*YOUR TASK:*
Given the records below, would you repeat exactly the lines that begin at the one containing "column 81, row 239" and end at the one containing "column 267, row 168", inclusive?

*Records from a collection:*
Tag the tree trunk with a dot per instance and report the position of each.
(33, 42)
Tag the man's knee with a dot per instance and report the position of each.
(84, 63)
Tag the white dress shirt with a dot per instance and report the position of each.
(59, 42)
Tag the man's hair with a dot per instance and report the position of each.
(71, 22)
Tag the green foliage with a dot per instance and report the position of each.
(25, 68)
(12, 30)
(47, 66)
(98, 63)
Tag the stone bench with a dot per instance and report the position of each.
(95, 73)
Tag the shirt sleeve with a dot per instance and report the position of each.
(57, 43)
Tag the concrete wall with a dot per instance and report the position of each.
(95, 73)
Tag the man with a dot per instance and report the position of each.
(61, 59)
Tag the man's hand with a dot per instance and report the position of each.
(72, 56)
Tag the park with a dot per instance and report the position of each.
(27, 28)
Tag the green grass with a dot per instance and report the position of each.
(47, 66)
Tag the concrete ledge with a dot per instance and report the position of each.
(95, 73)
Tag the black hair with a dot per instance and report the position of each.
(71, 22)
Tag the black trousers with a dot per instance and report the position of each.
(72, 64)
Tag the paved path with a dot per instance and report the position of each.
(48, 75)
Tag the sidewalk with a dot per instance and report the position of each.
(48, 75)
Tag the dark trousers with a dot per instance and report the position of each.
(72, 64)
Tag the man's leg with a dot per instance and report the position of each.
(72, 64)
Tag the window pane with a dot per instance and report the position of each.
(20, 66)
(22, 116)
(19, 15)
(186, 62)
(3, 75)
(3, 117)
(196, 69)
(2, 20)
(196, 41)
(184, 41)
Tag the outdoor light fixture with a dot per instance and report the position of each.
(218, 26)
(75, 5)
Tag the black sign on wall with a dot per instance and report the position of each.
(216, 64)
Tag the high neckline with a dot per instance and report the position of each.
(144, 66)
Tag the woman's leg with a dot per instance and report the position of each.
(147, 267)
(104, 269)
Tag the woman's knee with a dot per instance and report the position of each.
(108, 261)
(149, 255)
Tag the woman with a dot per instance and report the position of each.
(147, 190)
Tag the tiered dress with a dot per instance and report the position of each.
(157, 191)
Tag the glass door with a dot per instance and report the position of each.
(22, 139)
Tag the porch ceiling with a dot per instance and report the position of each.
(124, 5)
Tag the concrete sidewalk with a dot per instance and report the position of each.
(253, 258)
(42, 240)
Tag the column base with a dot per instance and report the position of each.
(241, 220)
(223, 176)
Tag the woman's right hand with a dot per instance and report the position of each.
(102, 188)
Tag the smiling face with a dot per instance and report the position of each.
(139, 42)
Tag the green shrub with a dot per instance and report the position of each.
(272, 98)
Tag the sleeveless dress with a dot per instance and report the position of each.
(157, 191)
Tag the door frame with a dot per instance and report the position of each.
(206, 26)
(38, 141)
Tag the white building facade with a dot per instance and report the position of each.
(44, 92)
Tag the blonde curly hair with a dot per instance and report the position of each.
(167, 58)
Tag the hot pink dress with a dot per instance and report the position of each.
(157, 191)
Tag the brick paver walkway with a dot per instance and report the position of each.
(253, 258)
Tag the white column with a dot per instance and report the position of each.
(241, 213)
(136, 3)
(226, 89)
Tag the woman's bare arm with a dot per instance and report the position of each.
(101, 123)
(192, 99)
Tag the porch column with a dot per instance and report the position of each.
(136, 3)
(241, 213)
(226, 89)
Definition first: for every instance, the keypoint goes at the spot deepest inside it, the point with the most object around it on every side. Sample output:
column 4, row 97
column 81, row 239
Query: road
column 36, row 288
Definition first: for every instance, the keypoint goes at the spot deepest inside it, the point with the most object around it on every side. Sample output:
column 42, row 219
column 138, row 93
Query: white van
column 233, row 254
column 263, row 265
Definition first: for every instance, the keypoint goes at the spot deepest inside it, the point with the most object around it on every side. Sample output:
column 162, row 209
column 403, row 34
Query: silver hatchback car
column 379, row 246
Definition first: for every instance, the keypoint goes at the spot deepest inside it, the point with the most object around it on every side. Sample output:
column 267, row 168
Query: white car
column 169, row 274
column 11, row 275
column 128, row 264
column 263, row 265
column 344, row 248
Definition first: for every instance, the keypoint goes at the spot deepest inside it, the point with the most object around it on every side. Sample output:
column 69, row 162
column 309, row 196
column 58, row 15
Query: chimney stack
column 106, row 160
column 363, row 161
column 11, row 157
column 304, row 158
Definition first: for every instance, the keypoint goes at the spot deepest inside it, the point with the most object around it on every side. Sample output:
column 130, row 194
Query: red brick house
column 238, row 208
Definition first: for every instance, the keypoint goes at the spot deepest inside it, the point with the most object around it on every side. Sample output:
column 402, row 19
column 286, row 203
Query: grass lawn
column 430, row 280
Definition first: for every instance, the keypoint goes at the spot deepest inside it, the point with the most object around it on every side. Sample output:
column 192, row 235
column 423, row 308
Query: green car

*TASK RESPONSE:*
column 81, row 239
Query: road
column 36, row 288
Definition first: for every instance, the keypoint goes at the spot deepest inside it, the point with the most object around it on every side. Sample output:
column 42, row 219
column 138, row 93
Query: white van
column 233, row 254
column 263, row 265
Definition first: for every instance, the keypoint goes at the spot deepest inside it, the point with the most object around it on every side. Sample output:
column 162, row 209
column 403, row 34
Query: silver hatchback car
column 379, row 246
Definition first: for every instance, the keypoint goes at the spot deepest inside it, the point with the most object around it on every side. Sample output:
column 267, row 168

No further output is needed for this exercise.